Work order 1:
In the article on the Kansas ban on gender-affirming care for minors, when was SB 63 passed over Gov. Laura Kelly's veto?
Work order 2:
Carry on the article about the court order blocking Kansas's ban on gender-affirming care for minors from where it stops.

Source passage:
┄┄┄┄┄┄┄┄┄┄┄┄┄┄┄┄┄┄┄┄

Douglas County judge blocks Kansas ban on gender-affirming care for minors
A Douglas County judge temporarily blocked Kansas’s ban, letting some transgender teens keep care for now while families wait on an appeal.

A Douglas County judge temporarily blocked Kansas from enforcing key parts of Senate Bill 63, giving transgender minors already receiving care under medical supervision a reprieve while the lawsuit moves forward. For families in Douglas County and Lawrence, the immediate effect is that existing treatment plans can continue for now, even as the law’s future remains unsettled.
The order came from Douglas County District Court and rests on a finding that the plaintiffs showed a reasonable probability of irreparable harm if the Help Not Harm Act stayed in force during the case. That is the kind of showing that can support a preliminary court order before a final ruling on the constitutional claims.

SB 63 was passed over Gov. Laura Kelly’s veto in February 2025. The law bans gender-affirming care for minors, including puberty blockers and hormone treatments, and Kansas legislative summaries say it also allows civil actions against providers, requires professional discipline, and bars professional liability insurance coverage for damages tied to the treatment. The summaries also say the law includes a treatment protocol for young patients already receiving the prohibited care, sets a 10-year statute of limitations from a child’s 18th birthday, and creates a private cause of action.

┄┄┄┄┄┄┄┄┄┄┄┄┄┄┄┄┄┄┄┄

Referring-expression pointing data
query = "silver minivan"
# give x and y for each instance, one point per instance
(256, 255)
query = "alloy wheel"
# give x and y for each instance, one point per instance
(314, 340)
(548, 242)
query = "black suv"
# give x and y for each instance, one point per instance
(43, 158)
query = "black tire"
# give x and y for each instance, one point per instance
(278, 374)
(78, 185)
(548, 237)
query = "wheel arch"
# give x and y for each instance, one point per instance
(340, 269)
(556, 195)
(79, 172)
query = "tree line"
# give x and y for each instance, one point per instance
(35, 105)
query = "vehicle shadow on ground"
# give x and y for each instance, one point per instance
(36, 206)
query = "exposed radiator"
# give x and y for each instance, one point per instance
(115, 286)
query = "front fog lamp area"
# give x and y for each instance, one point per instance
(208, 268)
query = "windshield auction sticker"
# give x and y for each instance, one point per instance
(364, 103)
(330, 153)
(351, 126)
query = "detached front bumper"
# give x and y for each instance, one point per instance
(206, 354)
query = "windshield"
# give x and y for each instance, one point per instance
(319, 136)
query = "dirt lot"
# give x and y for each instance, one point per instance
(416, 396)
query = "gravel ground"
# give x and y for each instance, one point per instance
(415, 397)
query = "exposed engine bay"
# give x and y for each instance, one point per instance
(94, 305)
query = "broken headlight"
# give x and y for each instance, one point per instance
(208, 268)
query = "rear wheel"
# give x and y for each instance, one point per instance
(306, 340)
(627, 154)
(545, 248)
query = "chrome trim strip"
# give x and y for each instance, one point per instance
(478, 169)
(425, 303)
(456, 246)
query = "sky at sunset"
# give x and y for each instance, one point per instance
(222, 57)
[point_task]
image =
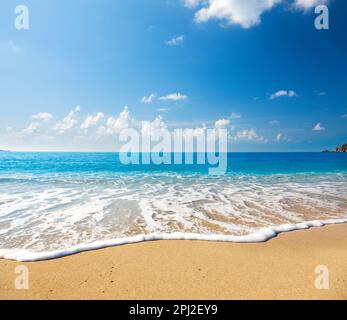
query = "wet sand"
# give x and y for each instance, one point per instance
(282, 268)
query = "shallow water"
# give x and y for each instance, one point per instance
(52, 204)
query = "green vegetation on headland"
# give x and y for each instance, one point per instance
(342, 148)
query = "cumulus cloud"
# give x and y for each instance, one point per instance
(308, 4)
(32, 128)
(318, 127)
(283, 93)
(92, 120)
(68, 122)
(148, 99)
(163, 109)
(246, 13)
(249, 134)
(279, 137)
(222, 123)
(174, 97)
(153, 128)
(175, 41)
(43, 116)
(240, 12)
(115, 125)
(235, 116)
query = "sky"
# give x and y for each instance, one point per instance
(85, 69)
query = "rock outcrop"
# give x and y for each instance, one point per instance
(342, 148)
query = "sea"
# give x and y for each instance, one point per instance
(57, 204)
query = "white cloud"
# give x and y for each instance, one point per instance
(222, 123)
(279, 137)
(318, 127)
(115, 125)
(244, 13)
(308, 4)
(191, 3)
(235, 116)
(163, 109)
(283, 93)
(32, 128)
(174, 97)
(250, 134)
(68, 122)
(148, 99)
(43, 116)
(92, 120)
(153, 128)
(175, 41)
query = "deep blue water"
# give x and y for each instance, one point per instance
(238, 163)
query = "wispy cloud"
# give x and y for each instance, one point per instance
(148, 99)
(174, 97)
(249, 134)
(175, 41)
(283, 93)
(318, 127)
(43, 116)
(163, 109)
(32, 128)
(115, 125)
(92, 120)
(222, 123)
(235, 115)
(240, 12)
(308, 4)
(68, 122)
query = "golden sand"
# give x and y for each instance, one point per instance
(283, 268)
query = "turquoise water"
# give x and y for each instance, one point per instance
(53, 204)
(238, 163)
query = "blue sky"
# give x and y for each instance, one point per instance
(260, 69)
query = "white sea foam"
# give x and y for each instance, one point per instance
(262, 235)
(50, 217)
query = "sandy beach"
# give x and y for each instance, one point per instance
(283, 268)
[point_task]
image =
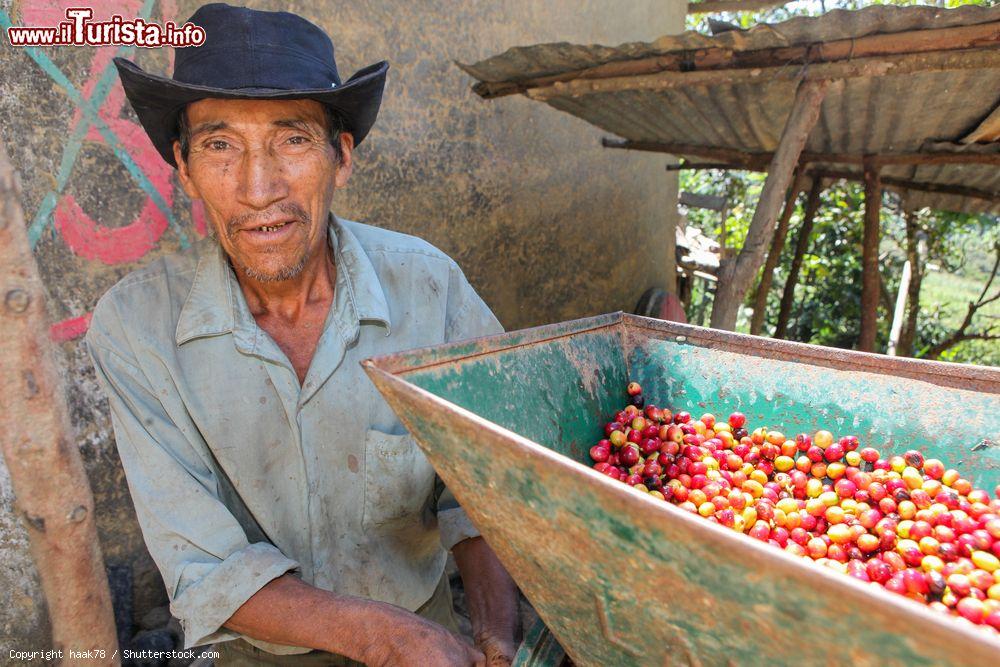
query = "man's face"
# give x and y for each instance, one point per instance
(266, 173)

┄┄┄┄┄┄┄┄┄┄┄┄┄┄┄┄┄┄┄┄

Written response 1:
In February 2025.

Written response 2:
The lawsuit, Loe v. Kansas, was filed in Douglas County District Court in May 2025 by the American Civil Liberties Union and the ACLU of Kansas. It was brought on behalf of two transgender adolescents and their parents: 16-year-old Ryan Roe and his mother, Rebecca Roe, and 13-year-old Lily Loe and her mother, Lisa Loe. The challenge says SB 63 violates the Kansas Constitution’s guarantees of equal protection and fundamental rights.
The ACLU of Kansas has said the law threatens access to care for an estimated 7,300 transgender adolescents in Kansas, which gives the Douglas County ruling consequences far beyond the two families named in the case. The question now is whether minors who are already in treatment can keep that care in place while the constitutional challenge is litigated, or whether they will again face interruption and legal risk.
Attorney General Kris Kobach said he would appeal the temporary injunction and called the ruling judicial activism, underscoring that the fight is far from over. For now, the case keeps a statewide policy fight tied to a local courtroom, with Douglas County families caught at the center of one of Kansas’s most closely watched legal battles.